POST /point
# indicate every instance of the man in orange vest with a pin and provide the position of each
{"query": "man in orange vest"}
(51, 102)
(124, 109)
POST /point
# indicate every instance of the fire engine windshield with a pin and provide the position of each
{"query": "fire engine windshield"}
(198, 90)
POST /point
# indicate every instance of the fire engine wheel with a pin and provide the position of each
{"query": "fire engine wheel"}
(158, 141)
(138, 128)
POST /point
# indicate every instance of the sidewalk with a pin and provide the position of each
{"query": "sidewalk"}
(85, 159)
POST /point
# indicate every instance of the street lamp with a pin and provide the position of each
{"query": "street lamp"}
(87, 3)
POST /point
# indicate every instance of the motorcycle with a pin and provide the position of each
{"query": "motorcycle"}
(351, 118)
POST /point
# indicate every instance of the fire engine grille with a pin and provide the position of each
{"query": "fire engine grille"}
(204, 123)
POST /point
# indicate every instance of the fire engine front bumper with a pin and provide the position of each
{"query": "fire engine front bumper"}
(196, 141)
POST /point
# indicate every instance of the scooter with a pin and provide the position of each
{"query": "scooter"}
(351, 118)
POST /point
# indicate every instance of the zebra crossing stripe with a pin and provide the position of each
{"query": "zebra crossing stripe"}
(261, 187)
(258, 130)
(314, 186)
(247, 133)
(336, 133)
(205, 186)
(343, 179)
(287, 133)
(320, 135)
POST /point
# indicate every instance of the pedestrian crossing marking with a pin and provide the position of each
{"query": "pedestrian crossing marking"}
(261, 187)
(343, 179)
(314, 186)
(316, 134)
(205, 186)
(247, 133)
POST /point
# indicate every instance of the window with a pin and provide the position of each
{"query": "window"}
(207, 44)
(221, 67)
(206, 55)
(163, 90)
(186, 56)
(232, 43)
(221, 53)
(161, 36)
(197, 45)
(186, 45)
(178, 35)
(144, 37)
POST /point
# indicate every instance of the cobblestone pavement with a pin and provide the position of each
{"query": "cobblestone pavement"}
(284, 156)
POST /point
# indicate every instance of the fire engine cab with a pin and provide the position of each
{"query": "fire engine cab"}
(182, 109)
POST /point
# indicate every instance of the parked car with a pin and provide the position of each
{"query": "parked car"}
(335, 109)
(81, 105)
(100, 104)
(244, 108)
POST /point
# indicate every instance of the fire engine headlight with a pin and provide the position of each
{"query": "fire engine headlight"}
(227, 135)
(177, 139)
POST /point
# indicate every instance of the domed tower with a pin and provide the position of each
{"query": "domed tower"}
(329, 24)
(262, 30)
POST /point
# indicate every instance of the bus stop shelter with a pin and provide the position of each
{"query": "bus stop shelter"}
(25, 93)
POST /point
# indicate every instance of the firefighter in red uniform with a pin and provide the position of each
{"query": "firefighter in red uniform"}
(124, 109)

- - -

To complete this exercise, set down every line above exactly once more.

POST /point
# indicate every instance of the man in orange vest with a pin and provide the position of each
{"query": "man in orange vest"}
(51, 102)
(124, 109)
POST /point
# indicate every instance of the fire engine windshield with a pin and provide the position of each
{"query": "fire engine windshield"}
(198, 90)
POST /point
# indicate every instance of the fire engine wheel with a pin and provide the position of each
{"query": "fire engine wheel"}
(158, 141)
(138, 128)
POST /point
# indicate every instance of the sidewalk with a pin and provide the position of each
{"query": "sidewalk"}
(85, 159)
POST /point
# indicate every instance of the street lamp with a pin and provide the position of each
{"query": "street lamp"}
(87, 3)
POST /point
# indicate every instance of the motorcycle with a pin and provide the position of each
{"query": "motorcycle"}
(351, 118)
POST /point
# indicate every instance of the fire engine grille with a pin and provide the position of each
{"query": "fire engine grille"}
(204, 123)
POST /point
# indicate every instance of the fire engine front bumper with a pin and provide the position of each
{"query": "fire engine front bumper"}
(196, 141)
POST /point
# indicate every instance of the scooter with a pin and provide the position of each
{"query": "scooter"}
(351, 118)
POST /point
# indicate every instance of the zebra crossing stripe with a pin and provide the position of each
{"query": "zebra crossing stripe"}
(261, 187)
(258, 130)
(314, 186)
(247, 133)
(336, 133)
(205, 186)
(343, 179)
(287, 133)
(320, 135)
POST /point
# indicate every instance of the pedestrian crossing marking with a pin and provide the position of each
{"query": "pedestrian crossing marking"}
(261, 187)
(343, 179)
(314, 186)
(316, 134)
(205, 186)
(247, 133)
POST /point
# indicate every instance of the window with a pin and provide the position of each
{"query": "window"}
(207, 44)
(221, 67)
(206, 55)
(163, 90)
(186, 56)
(232, 43)
(221, 53)
(161, 36)
(197, 45)
(186, 45)
(178, 35)
(144, 37)
POST /point
# indicate every instance of the cobblestone pavement with a pin and provide the position of each
{"query": "cobblestone pavement"}
(284, 156)
POST /point
# indicate every instance of the fire engine cab with a pin and provide the position of each
{"query": "fire engine cab"}
(182, 109)
POST /point
# indicate every instance of the parked car with a pin and provide the position of each
{"query": "parked car"}
(335, 109)
(81, 105)
(100, 104)
(244, 108)
POST /point
# indicate every instance of the fire engine headlight with a pin and provide the position of each
{"query": "fire engine headlight"}
(227, 135)
(177, 139)
POST /point
# indicate every instance of the domed tower with a pin and provide the position of each
{"query": "domed tower"}
(329, 24)
(262, 30)
POST /point
# indicate every instance of the bus stop shelter with a pin and provide the position of each
{"query": "bus stop shelter"}
(25, 93)
POST /point
# indicate every instance of the firefighter in red uniform with a pin and provide the position of each
{"query": "firefighter in red uniform"}
(124, 109)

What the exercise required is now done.